Stated exercise:
Please repeat, word for word, the stretch of the passage on reliability and validity from "This refers to" through "an accurate result.".

1) Test-retest Reliability

This assessment refers to the consistency of outcomes over time. Testing reliability over time does not imply changing the amount of time it takes to conduct an experiment; rather, it means repeating the experiment multiple times in a short time.

For example, if I measure the length of my hair today, and tomorrow, I’ll most likely get the same result each time. 

A short period is relative in terms of reliability; two days for measuring hair length is considered short. But that’s far too long to test how quickly water dries on the sand.

A test-retest correlation is used to compare the consistency of your results. This is typically a scatter plot that shows how similar your values are between the two experiments.

If your answers are reliable, your scatter plots will most likely have a lot of overlapping points, but if they aren’t, the points (values) will be spread across the graph.

Read: Sampling Bias: Definition, Types + [Examples]

2) Internal Consistency

It’s also known as internal reliability. It refers to the consistency of results for various items when measured on the same scale.

This is particularly important in social science research, such as surveys, because it helps determine the consistency of people’s responses when asked the same questions.

Most introverts, for example, would say they enjoy spending time alone and having few friends. However, if some introverts claim that they either do not want time alone or prefer to be surrounded by many friends, it doesn’t add up.

These people who claim to be introverts or one this factor isn’t a reliable way of measuring introversion.

Internal reliability helps you prove the consistency of a test by varying factors. It’s a little tough to measure quantitatively but you could use the split-half correlation .

The split-half correlation simply means dividing the factors used to measure the underlying construct into two and plotting them against each other in the form of a scatter plot.

Introverts, for example, are assessed on their need for alone time as well as their desire to have as few friends as possible. If this plot is dispersed, likely, one of the traits does not indicate introversion.

3) Inter-Rater Reliability

This method of measuring reliability helps prevent personal bias. Inter-rater reliability assessment helps judge outcomes from the different perspectives of multiple observers.

A good example is if you ordered a meal and found it delicious. You could be biased in your judgment for several reasons, perception of the meal, your mood, and so on.

But it’s highly unlikely that six more people would agree that the meal is delicious if it isn’t. Another factor that could lead to bias is expertise. Professional dancers, for example, would perceive dance moves differently than non-professionals. 

Read: What is Experimenter Bias? Definition, Types & Mitigation

So, if a person dances and records it, and both groups (professional and unprofessional dancers) rate the video, there is a high likelihood of a significant difference in their ratings.

But if they both agree that the person is a great dancer, despite their opposing viewpoints, the person is likely a great dancer.

Types of Validity

Researchers use validity to determine whether a measurement is accurate or not. The accuracy of measurement is usually determined by comparing it to the standard value.

When a measurement is consistent over time and has high internal consistency, it increases the likelihood that it is valid.

1) Content Validity

This refers to determining validity by evaluating what is being measured. So content validity tests if your research is measuring everything it should to produce an accurate result.

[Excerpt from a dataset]
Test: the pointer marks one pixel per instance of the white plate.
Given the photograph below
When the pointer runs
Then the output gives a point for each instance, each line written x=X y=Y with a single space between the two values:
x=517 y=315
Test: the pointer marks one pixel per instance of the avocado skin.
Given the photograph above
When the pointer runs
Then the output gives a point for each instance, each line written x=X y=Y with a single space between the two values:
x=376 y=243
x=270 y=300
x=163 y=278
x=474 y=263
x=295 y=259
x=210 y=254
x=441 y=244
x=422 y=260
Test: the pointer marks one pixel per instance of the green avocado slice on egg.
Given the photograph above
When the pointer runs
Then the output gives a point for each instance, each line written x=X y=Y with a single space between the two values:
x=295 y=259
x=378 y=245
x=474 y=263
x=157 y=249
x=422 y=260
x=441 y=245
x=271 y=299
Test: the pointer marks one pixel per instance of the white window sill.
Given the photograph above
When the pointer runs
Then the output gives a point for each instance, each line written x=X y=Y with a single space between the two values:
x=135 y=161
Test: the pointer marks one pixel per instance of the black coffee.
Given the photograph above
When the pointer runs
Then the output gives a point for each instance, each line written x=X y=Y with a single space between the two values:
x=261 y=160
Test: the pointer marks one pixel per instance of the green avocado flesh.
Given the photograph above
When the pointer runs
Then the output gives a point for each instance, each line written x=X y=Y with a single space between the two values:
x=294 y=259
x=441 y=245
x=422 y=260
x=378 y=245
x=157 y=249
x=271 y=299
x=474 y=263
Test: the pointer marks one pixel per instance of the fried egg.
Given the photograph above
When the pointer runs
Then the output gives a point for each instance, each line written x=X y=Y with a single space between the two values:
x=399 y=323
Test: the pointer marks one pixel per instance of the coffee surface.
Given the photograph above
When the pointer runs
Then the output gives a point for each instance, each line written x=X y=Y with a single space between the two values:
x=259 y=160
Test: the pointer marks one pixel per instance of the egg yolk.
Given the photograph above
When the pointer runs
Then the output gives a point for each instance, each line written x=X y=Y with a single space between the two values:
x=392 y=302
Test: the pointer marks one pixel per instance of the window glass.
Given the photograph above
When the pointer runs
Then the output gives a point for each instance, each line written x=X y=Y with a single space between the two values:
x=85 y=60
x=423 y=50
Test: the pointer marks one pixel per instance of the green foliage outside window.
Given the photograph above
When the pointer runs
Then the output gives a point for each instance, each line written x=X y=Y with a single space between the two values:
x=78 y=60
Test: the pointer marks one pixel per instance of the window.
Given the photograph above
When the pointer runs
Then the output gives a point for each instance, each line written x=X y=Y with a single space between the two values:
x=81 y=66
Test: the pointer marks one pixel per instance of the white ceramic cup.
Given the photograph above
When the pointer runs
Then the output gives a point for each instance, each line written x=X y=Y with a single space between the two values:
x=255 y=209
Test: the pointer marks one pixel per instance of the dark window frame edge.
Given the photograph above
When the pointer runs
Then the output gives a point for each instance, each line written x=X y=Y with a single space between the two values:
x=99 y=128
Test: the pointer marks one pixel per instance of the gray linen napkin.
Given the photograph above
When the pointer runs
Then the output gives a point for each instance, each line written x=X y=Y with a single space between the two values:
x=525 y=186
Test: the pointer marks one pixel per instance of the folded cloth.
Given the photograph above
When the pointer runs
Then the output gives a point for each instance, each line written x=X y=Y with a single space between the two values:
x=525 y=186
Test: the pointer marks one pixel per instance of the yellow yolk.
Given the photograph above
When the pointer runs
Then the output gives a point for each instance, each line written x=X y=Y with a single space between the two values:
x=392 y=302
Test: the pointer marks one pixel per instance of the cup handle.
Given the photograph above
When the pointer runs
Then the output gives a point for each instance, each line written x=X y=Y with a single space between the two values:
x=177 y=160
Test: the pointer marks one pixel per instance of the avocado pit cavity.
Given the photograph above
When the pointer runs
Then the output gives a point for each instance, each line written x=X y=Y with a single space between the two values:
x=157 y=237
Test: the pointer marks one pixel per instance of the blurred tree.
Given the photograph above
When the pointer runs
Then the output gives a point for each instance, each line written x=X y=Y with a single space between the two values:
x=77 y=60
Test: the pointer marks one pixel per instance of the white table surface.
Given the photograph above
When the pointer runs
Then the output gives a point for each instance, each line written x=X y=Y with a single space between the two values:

Full output:
This refers to determining validity by evaluating what is being measured. So content validity tests if your research is measuring everything it should to produce an accurate result.